*** Recorded data
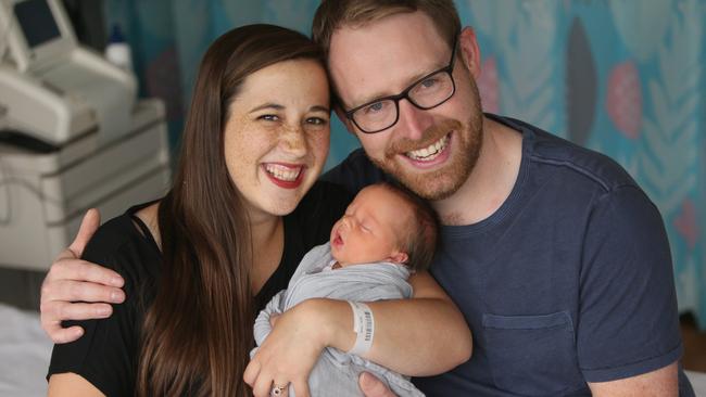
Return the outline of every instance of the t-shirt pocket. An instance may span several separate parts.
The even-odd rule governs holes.
[[[483,315],[495,385],[522,396],[549,396],[583,383],[568,311],[542,316]]]

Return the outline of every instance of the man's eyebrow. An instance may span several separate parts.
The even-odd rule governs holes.
[[[255,107],[251,108],[250,113],[255,113],[255,112],[259,112],[259,111],[262,111],[262,110],[265,110],[265,108],[281,111],[282,108],[285,108],[285,106],[280,105],[279,103],[265,103],[265,104],[262,104],[260,106],[255,106]]]

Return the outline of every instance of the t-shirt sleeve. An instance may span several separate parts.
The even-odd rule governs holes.
[[[669,242],[659,212],[636,187],[600,197],[580,277],[579,366],[588,382],[666,367],[682,350]]]
[[[110,231],[99,229],[83,258],[121,273],[125,278],[126,302],[113,305],[113,315],[108,319],[65,322],[64,326],[83,326],[85,334],[73,343],[54,345],[48,377],[73,372],[106,396],[133,396],[137,369],[137,296],[134,274],[126,269],[135,264],[131,255],[123,249],[124,245],[116,244],[115,239]]]

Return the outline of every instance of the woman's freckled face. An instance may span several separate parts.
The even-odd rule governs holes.
[[[323,66],[292,60],[248,76],[231,101],[225,159],[251,216],[291,213],[318,178],[330,138]]]

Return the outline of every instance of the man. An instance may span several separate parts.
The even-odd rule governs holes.
[[[325,178],[353,192],[395,179],[444,223],[432,273],[464,312],[475,351],[451,372],[415,379],[417,387],[676,396],[681,385],[693,395],[678,367],[670,253],[655,206],[608,158],[482,114],[480,52],[452,1],[380,3],[327,0],[313,24],[337,113],[365,149]]]

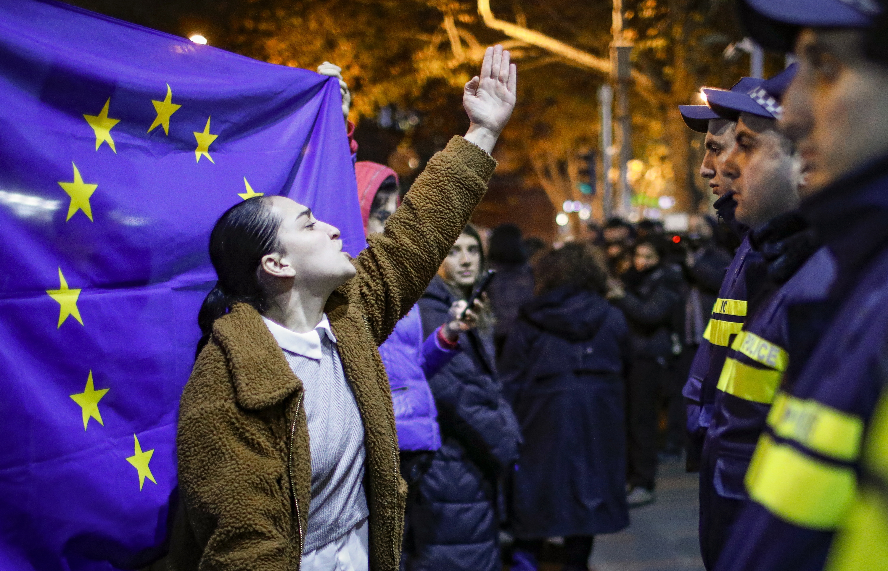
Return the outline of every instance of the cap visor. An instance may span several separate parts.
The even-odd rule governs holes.
[[[863,28],[879,10],[876,0],[741,0],[765,18],[791,26],[810,28]],[[858,4],[860,10],[851,4]],[[868,15],[868,4],[872,12]]]
[[[678,111],[685,124],[692,131],[705,133],[710,128],[710,119],[718,119],[718,114],[705,105],[679,105]]]
[[[706,102],[709,103],[710,107],[725,119],[736,121],[741,113],[751,113],[769,119],[774,118],[746,93],[714,89],[704,89],[703,93],[706,94]]]

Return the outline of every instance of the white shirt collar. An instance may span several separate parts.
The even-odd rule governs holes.
[[[333,335],[333,329],[330,329],[330,322],[327,319],[327,313],[324,313],[323,317],[321,318],[321,322],[307,333],[290,331],[282,325],[278,325],[265,317],[262,318],[262,321],[266,322],[266,327],[268,328],[268,330],[274,337],[274,340],[277,341],[279,347],[286,349],[290,353],[295,353],[297,355],[308,357],[309,359],[319,361],[321,357],[321,333],[323,333],[327,336],[327,338],[336,343],[336,336]]]

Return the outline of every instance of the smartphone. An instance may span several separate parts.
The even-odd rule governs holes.
[[[481,297],[481,294],[484,293],[484,290],[490,285],[490,282],[493,281],[495,275],[496,275],[496,270],[488,270],[488,273],[484,274],[484,277],[481,279],[481,282],[478,284],[475,290],[472,292],[471,296],[469,296],[465,309],[463,310],[463,314],[459,316],[460,319],[465,317],[465,312],[469,311],[469,308],[475,305],[475,300]]]

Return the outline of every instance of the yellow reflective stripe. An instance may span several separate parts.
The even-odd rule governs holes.
[[[718,390],[746,400],[771,404],[782,377],[780,371],[756,369],[728,357],[718,377]]]
[[[882,391],[882,397],[869,421],[863,464],[869,472],[888,481],[888,390]]]
[[[860,454],[863,420],[813,400],[781,393],[768,414],[774,434],[819,454],[852,462]]]
[[[726,313],[738,317],[746,317],[746,301],[743,299],[726,299],[719,297],[712,305],[713,313]]]
[[[831,529],[844,520],[856,483],[851,468],[815,460],[767,434],[758,440],[746,472],[749,497],[774,515],[813,529]]]
[[[888,571],[888,504],[869,488],[857,496],[833,540],[827,571]]]
[[[731,348],[757,363],[779,371],[785,371],[789,362],[789,356],[782,347],[750,331],[741,331],[731,345]]]
[[[706,330],[703,331],[703,338],[712,345],[726,347],[731,340],[731,336],[740,333],[742,327],[742,323],[723,321],[720,319],[713,317],[706,326]]]

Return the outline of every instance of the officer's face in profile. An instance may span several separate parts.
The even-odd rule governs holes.
[[[888,64],[867,59],[863,40],[860,30],[805,28],[796,42],[780,124],[808,171],[803,196],[888,154]]]
[[[716,196],[733,190],[731,179],[720,175],[718,168],[733,148],[733,129],[736,125],[736,123],[727,119],[710,119],[709,131],[706,131],[706,154],[700,165],[700,176],[710,179],[710,188]]]
[[[735,145],[722,171],[733,181],[737,220],[753,228],[798,205],[800,169],[792,143],[776,122],[740,114]]]

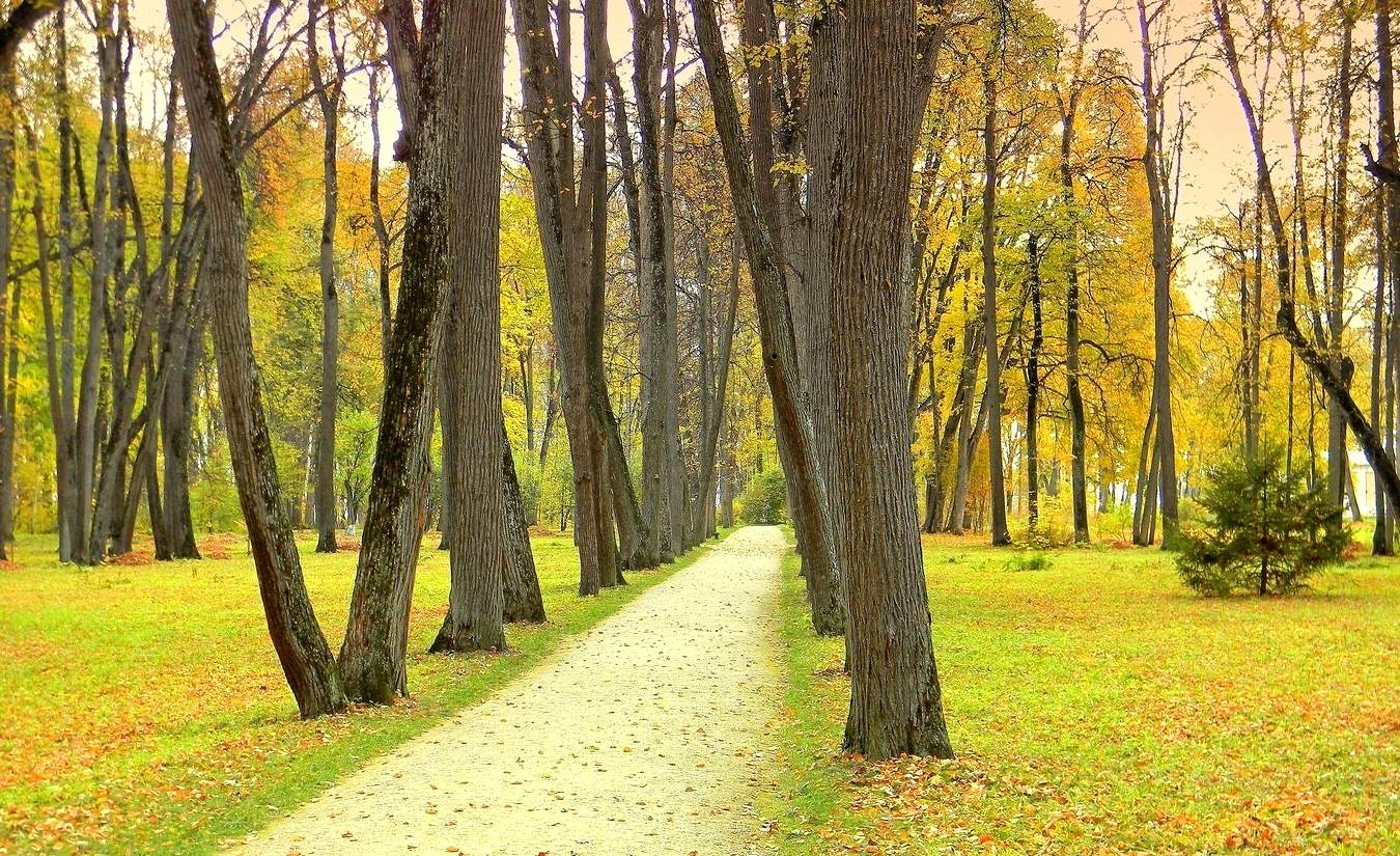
******
§ Work to be completed: Please pull out every line of the data above that contains the word "shirt". Case counts.

§ Exercise solution:
Return the outline of every instance of the t-shirt pocket. An instance may span several separate parts.
Return the outline of every instance of the t-shirt sleeve. An instance may span several separate parts.
Return the outline of every instance of the white shirt collar. An instance may span several separate parts.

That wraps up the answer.